Conceptualmente, é fácil determinar onde está esse lugar: basta encontrar o reverso, o reflexo das coordenadas de onde saí quando iniciei esta viagem. Se a latitude da Figueira for 40 graus norte 8 minutos 53 segundos, e a longitude for 8 graus oeste, 51 minutos e 17 segundos; então eu terei chegado ao meu destino quando encontrar a latitude 40 graus sul 8 minutos 53 segundos, chamemos-lhe a antilatitude da Figueira da Foz; e a longitude 8 graus leste, 51 minutos e 17 segundos, a que também podemos chamar a antilongitude.
Claro que hoje em dia um GPS resolve esta questão. Ou uma pesquisa no Google. Ou mesmo um planisfério desses pendurados nas salas de aula da escola primária. Mas antigamente, por exemplo no tempo de Fernão de Magalhães e da grande epopeia ibérica dos Descobrimentos, como se determinava o lugar antípoda da minha cidade? O problema não era teórico, mas prático. Conceptualmente, faziam-se as mesmas contas para a latitude e para a longitude e podíamos saber a que coordenadas teria de corresponder o lugar do outro lado do mundo. O problema era medir-lhe as coordenadas, lá, quando chegássemos ao outro lado do mundo. O problema era saber se já tínhamos chegado.

▶ **O que fazer**
No texto de leitura, que nome se dá à latitude 40 graus sul 8 minutos 53 segundos?

▶ **Lista de dados**

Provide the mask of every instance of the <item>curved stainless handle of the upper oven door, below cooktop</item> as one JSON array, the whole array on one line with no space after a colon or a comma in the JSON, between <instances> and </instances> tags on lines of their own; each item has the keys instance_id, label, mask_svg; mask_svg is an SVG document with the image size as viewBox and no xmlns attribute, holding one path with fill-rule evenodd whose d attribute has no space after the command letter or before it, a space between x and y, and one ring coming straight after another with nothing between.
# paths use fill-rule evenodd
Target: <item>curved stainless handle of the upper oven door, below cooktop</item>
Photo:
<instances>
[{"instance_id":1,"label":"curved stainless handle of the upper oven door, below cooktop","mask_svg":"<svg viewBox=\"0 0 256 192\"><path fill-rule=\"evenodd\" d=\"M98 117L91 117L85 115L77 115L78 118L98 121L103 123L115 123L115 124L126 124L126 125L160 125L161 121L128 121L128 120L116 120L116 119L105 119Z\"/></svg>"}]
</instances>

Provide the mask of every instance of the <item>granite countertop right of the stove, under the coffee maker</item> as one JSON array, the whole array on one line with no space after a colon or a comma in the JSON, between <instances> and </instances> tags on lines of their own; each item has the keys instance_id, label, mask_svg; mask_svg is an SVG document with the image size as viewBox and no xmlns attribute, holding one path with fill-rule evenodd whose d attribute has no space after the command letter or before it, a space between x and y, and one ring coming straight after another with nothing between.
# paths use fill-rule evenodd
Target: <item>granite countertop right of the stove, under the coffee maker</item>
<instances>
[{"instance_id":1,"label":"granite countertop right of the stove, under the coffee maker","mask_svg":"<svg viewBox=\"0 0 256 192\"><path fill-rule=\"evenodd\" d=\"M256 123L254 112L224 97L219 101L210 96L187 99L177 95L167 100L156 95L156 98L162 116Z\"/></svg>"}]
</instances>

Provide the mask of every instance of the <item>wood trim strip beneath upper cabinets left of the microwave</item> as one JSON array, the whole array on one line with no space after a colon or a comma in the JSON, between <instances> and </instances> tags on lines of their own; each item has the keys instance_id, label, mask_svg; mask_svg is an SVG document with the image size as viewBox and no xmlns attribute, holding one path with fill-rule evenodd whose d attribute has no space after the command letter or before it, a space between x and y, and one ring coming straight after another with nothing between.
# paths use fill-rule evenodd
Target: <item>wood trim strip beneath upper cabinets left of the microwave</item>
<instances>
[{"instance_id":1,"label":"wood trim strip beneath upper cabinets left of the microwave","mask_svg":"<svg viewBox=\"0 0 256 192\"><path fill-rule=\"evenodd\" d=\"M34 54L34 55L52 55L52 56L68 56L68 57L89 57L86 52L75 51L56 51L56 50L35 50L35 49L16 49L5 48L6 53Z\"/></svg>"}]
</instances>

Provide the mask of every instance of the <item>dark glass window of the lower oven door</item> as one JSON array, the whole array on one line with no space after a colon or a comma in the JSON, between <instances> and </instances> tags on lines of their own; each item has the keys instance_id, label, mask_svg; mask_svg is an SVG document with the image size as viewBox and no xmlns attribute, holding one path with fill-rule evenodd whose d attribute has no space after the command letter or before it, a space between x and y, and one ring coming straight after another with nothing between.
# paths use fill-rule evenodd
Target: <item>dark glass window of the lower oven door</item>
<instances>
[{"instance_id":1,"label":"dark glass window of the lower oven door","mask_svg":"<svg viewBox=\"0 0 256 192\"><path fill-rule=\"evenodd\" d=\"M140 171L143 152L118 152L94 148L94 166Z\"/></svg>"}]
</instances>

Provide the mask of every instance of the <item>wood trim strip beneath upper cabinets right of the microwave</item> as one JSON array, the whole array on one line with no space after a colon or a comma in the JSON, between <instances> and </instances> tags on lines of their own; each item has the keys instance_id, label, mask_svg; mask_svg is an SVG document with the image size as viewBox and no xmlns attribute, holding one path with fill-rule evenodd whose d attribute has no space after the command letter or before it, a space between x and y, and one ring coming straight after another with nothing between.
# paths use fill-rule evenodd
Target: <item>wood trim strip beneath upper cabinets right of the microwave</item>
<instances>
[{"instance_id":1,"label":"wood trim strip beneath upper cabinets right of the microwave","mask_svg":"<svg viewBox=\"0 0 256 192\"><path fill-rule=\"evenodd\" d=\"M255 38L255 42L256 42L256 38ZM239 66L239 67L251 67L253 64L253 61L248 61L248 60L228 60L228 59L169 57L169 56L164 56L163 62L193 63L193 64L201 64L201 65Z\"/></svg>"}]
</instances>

▶ **Solução**
Antilatitude da Figueira da Foz.